◆ **Stated exercise**:
Output the lines of the listing below, unchanged, from the line with "Locate the element that corresponds to the fire truck headlight." up to and including the line with "xmin=0 ymin=112 xmax=800 ymax=270".

◆ **Dataset entries**:

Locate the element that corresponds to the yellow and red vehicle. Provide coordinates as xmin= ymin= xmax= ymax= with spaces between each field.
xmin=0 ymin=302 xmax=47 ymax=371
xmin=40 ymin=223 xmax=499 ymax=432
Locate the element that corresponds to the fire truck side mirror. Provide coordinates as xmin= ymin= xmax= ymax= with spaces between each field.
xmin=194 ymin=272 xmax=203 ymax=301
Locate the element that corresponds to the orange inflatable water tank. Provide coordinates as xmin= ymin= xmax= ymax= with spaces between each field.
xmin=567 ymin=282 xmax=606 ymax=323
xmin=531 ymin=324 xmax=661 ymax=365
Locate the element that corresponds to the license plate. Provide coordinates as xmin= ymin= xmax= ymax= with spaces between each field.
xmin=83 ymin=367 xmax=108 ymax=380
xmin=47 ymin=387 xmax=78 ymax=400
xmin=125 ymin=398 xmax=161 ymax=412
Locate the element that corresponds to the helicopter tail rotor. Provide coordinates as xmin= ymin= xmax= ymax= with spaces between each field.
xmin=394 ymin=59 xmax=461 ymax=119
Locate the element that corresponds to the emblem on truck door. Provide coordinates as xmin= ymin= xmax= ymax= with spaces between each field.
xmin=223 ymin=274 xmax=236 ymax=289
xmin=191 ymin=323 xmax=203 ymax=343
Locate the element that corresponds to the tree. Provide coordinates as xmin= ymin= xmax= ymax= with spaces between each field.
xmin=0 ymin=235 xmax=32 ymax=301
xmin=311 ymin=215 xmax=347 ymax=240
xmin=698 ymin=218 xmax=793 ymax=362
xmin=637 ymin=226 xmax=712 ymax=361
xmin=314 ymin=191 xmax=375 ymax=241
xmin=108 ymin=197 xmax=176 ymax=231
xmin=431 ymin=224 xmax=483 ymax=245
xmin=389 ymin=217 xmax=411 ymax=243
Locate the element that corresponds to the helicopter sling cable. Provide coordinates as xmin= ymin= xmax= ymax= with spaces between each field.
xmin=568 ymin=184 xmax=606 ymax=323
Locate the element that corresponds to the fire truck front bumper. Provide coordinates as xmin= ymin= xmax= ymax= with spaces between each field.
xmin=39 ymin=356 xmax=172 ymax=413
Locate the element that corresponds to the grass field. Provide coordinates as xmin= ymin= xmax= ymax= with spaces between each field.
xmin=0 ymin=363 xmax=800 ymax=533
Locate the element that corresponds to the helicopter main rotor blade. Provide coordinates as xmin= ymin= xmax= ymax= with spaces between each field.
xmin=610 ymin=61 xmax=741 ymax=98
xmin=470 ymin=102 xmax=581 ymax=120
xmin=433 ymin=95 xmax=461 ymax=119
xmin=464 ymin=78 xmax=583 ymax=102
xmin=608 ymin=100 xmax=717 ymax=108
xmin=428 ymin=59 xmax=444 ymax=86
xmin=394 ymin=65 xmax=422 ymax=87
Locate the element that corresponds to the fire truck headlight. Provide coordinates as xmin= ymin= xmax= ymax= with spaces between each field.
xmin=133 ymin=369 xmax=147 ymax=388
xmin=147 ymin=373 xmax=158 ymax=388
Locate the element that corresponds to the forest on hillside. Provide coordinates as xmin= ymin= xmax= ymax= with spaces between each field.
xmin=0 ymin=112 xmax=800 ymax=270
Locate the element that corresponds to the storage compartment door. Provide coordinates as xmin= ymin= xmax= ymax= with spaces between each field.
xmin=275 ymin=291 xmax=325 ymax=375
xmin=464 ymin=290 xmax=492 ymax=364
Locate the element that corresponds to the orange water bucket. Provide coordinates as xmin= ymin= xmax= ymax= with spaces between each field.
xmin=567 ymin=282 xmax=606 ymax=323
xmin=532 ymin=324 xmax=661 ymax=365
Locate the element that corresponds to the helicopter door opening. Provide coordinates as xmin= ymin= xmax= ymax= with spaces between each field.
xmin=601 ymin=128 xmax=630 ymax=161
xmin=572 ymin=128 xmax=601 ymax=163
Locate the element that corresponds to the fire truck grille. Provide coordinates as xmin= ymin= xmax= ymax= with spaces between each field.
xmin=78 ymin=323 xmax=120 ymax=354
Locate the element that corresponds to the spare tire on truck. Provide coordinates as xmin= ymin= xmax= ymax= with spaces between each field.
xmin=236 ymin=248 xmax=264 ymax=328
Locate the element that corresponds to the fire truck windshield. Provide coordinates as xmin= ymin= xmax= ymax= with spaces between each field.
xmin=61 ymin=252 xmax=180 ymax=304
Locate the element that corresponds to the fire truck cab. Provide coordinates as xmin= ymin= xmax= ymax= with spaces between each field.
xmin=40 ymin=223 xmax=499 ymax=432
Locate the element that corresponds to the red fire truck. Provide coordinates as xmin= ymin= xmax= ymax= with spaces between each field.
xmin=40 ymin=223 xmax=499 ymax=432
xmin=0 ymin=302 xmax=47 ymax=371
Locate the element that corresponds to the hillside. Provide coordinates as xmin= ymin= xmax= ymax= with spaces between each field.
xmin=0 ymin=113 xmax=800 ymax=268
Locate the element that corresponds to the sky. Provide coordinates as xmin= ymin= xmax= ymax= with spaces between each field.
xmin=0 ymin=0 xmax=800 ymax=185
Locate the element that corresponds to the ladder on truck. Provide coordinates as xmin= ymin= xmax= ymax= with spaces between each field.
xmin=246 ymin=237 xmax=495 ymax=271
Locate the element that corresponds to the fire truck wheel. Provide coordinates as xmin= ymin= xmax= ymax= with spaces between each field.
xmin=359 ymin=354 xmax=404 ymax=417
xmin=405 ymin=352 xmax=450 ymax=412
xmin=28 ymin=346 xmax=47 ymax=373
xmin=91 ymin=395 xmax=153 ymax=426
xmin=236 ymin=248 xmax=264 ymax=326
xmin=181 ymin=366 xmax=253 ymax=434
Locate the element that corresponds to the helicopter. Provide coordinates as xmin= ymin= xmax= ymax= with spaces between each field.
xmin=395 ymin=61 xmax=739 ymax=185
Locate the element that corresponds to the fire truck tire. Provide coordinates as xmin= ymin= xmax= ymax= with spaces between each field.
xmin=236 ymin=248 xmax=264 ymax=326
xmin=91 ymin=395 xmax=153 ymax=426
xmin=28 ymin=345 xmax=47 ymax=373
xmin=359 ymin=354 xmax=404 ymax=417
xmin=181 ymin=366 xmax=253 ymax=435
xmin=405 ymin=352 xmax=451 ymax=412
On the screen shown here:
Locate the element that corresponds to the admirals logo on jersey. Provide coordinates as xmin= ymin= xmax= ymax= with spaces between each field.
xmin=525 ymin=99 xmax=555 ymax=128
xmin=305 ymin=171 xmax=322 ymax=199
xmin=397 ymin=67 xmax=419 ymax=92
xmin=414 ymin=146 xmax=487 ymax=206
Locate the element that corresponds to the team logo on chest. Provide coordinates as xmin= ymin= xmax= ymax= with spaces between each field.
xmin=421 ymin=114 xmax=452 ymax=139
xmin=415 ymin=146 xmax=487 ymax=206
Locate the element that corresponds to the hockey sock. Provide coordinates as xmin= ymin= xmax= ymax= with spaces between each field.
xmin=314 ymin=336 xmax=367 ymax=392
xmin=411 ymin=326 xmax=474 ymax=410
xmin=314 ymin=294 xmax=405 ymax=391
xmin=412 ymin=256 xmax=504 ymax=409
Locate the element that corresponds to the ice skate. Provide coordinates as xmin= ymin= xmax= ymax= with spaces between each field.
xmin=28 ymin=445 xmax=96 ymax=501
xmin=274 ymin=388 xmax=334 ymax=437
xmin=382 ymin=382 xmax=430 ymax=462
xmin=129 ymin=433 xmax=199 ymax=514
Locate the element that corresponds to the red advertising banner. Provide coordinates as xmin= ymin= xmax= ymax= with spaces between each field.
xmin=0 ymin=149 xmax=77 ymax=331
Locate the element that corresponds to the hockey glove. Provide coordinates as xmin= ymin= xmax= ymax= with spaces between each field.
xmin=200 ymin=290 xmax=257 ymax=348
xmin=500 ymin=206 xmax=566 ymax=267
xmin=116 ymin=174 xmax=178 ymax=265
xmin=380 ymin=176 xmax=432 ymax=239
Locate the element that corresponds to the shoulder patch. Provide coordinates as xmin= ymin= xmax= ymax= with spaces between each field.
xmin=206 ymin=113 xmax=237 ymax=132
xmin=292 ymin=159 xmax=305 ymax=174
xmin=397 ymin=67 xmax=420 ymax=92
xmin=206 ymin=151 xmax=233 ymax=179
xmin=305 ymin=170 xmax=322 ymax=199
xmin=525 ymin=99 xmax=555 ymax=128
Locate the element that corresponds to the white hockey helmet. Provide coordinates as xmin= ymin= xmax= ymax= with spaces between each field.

◆ **Exercise answer**:
Locate the element that corresponds to the fire truck headlight. Provide coordinates as xmin= ymin= xmax= ymax= with spaces between each field.
xmin=133 ymin=369 xmax=147 ymax=388
xmin=147 ymin=373 xmax=158 ymax=388
Locate the element that corresponds to the forest on hillside. Provide coordinates as xmin= ymin= xmax= ymax= with spaces between each field.
xmin=0 ymin=112 xmax=800 ymax=270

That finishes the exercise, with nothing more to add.